*What the exercise asks*. Render into French the following sentence from the article on the emergency communications module: "A humble sea container hiding some high-tech gear could prove a saving grace for remote communities during times of crisis."

*Given passage*.

A humble sea container hiding some high-tech gear could prove a saving grace for remote communities during times of crisis.

The emergency remote communications module is a 20-foot sea container re-purposed through a deal with Telstra, Nyamal Aboriginal Corporation and BHP as an off-grid and self-sufficient satellite video conferencing unit capable of operation in remote communities.

Xekutiv project lead Andrew White said the modules were borne to address remote communications issues highlighted during the COVID-19 pandemic.

“In times of fire, famine, flood and disease in remote communities the communications channels were not always as they should be,” he said.

“Lack of communication was seen as a huge risk to communities in the event of a COVID outbreak.

“In the event of an emergency the community leader would be able to open up and enter the video conference room and push a button for police, fire, ambulance, neighbouring communities or any amount of preset numbers.”

Mr White said the modules would have added benefit in providing 24/7 WiFi in close range for the communities.

*Given information*.

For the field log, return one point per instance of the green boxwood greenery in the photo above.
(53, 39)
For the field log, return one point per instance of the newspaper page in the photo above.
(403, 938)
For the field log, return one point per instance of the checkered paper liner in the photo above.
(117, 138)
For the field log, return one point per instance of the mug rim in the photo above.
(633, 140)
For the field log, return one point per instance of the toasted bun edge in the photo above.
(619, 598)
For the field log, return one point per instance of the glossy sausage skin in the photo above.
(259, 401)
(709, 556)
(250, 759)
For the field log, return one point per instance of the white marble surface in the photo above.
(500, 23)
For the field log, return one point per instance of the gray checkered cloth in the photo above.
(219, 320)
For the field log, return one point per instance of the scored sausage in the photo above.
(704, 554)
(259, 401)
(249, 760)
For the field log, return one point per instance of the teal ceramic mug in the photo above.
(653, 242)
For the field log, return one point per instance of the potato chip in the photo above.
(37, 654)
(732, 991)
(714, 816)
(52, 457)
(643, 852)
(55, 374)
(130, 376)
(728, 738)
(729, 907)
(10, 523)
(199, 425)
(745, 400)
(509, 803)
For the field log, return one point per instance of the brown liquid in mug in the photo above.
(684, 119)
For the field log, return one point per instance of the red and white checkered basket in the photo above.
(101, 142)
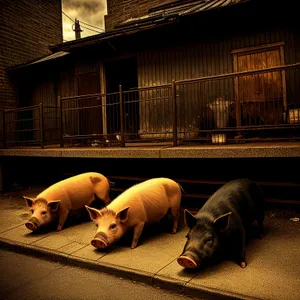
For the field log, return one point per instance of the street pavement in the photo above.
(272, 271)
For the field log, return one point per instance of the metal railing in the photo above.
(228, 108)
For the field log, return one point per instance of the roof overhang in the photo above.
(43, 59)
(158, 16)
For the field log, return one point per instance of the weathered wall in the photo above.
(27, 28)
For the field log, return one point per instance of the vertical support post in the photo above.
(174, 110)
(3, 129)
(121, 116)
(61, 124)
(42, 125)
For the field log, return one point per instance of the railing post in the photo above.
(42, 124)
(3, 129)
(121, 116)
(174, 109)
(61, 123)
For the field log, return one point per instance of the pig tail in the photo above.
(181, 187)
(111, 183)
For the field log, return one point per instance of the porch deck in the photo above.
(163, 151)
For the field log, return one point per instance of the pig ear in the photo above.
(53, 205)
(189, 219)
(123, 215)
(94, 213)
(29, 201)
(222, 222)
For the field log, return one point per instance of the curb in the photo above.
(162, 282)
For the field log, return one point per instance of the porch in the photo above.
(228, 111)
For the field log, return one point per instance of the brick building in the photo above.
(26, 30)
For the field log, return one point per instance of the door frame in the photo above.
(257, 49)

* * *

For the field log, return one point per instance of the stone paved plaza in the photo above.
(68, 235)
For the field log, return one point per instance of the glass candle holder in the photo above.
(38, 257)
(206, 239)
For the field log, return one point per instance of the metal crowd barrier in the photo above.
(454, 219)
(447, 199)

*Written response*. Un modeste conteneur maritime renfermant du matériel de haute technologie pourrait s'avérer une planche de salut pour les communautés isolées en temps de crise.